◆ **Exercise directions**: In the data, extract each line that holds the string "blonde".

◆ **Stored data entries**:
^^^^^^^^

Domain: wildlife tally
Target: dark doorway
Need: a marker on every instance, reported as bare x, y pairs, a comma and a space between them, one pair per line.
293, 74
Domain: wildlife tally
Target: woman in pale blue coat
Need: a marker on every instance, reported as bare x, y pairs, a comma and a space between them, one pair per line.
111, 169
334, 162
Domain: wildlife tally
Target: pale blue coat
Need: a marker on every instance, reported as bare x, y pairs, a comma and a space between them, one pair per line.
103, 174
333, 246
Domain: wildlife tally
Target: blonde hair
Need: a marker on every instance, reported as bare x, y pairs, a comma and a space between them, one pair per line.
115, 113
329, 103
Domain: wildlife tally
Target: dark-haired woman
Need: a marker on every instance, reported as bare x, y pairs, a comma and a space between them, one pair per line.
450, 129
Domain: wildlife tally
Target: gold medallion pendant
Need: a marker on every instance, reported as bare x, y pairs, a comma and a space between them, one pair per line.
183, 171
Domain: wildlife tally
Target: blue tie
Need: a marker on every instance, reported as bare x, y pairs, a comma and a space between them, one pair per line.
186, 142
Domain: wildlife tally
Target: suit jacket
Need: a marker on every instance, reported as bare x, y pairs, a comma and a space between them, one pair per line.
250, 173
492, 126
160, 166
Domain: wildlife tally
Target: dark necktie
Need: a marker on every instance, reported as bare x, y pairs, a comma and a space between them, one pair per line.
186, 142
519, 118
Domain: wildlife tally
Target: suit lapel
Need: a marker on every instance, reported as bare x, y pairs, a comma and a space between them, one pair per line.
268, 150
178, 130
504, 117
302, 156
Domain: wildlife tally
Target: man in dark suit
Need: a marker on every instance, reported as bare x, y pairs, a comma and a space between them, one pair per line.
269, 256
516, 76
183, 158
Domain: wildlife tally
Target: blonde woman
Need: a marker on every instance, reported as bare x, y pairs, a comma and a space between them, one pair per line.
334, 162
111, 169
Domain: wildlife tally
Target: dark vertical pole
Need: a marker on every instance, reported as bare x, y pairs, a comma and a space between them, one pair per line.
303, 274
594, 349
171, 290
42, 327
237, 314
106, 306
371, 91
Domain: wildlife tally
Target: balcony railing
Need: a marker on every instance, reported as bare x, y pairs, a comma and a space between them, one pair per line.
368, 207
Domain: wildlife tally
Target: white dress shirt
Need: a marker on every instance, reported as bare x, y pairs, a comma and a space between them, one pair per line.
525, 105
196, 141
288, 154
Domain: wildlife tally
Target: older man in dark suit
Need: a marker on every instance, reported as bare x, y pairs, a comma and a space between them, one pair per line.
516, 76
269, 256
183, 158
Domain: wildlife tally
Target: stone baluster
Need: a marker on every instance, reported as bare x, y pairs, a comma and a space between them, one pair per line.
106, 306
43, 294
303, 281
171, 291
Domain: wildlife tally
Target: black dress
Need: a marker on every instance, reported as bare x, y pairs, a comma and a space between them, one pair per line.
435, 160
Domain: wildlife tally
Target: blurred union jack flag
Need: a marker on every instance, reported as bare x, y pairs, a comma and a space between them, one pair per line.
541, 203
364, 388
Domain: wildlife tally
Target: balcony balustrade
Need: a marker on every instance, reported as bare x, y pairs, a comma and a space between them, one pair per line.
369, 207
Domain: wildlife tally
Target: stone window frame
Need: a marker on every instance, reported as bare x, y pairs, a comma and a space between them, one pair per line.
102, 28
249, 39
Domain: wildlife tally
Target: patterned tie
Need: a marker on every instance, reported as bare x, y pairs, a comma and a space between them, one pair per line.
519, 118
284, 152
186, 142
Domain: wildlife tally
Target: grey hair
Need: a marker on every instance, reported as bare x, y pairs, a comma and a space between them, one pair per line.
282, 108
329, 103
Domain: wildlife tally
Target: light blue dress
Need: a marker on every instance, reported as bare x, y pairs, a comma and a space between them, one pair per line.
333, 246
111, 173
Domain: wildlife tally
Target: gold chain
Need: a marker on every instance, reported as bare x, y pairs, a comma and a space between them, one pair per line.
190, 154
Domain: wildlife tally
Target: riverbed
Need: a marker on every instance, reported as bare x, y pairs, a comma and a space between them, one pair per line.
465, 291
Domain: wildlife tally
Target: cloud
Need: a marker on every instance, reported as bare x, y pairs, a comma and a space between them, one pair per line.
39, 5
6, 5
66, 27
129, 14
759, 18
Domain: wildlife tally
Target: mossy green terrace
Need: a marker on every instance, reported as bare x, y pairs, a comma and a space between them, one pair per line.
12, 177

^^^^^^^^

◆ **Expected answer**:
Target: blonde hair
Target: blonde woman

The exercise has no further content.